SHORT PROBLEM |
According to the passage on Massive Retaliation, which place was proof enough that the West could not protect every corner of the earth?

No longer would the Americans try to match the USSR man for man and pound for pound. Instead, Washington would try to exploit its nuclear superiority by using it to deter Soviet aggression. Moscow was put on notice that any major offenses (however they might be defined) by the USSR or its proxies against the Western allies would result in the United States exercising its “great capacity to retaliate, instantly, by means and at places of [America’s] choosing.”8
The Americans really had little choice at the time. Even with mass conscription or huge increases in defense spending, there was no way to fight the Communist bloc on its own terms. Outmanned and outgunned, the West had no hope of protecting every possible corner of the earth from a hemispheric Sino-Soviet alliance. Korea, where Western arms had restored the status quo only by a whisker, was proof enough of that. Allowing the East to dictate the terms of every engagement would be disastrous. “If the enemy,” Dulles said in 1954, “could pick his time and his place and method of warfare—and if our policy was to remain the traditional one of meeting aggression by direct and local opposition—then we needed to be ready to fight in the Arctic and the tropics, in Asia, in the Near East and in Europe; by sea, by land, by air; by old weapons and by new weapons.”9 Massive Retaliation was an asymmetric solution to this asymmetric dilemma, with nuclear weapons threatened as the dire punishment that Western conventional forces could not guarantee.

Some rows
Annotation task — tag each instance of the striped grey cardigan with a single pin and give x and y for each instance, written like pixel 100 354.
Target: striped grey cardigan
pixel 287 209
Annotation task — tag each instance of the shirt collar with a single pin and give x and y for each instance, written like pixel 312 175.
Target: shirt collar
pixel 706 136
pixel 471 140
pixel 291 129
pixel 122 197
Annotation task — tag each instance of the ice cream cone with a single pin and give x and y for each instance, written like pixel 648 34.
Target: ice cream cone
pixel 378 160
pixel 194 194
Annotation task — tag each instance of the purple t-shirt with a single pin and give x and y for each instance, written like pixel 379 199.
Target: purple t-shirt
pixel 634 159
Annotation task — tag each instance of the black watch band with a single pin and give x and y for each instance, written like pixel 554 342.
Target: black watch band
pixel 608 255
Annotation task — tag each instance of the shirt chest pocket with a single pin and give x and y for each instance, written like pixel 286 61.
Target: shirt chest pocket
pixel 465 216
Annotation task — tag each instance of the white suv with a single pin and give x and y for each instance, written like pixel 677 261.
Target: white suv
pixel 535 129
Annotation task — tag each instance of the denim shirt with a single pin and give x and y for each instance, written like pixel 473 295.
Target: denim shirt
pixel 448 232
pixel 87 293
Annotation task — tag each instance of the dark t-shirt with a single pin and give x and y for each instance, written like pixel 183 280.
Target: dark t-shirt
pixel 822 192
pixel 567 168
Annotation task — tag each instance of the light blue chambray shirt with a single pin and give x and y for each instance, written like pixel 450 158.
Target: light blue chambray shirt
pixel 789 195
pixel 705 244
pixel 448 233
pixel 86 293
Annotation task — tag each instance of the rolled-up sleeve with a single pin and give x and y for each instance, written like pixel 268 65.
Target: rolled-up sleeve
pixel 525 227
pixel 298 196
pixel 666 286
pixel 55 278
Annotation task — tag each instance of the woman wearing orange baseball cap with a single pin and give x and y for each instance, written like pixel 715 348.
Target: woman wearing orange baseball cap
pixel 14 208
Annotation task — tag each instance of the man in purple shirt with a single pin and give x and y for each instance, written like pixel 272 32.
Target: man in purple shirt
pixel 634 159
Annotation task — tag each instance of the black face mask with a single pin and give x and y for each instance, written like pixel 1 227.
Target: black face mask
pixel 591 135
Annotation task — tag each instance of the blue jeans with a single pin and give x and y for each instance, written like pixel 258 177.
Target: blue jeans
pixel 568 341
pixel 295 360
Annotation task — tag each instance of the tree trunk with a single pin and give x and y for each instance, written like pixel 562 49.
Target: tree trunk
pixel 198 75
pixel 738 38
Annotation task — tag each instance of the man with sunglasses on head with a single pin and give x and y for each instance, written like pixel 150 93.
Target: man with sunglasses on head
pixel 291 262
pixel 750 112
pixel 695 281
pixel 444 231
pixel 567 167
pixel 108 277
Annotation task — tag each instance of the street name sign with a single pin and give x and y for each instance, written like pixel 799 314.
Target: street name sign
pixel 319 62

SOLUTION FOR THIS PROBLEM |
Korea, where Western arms had restored the status quo only by a whisker.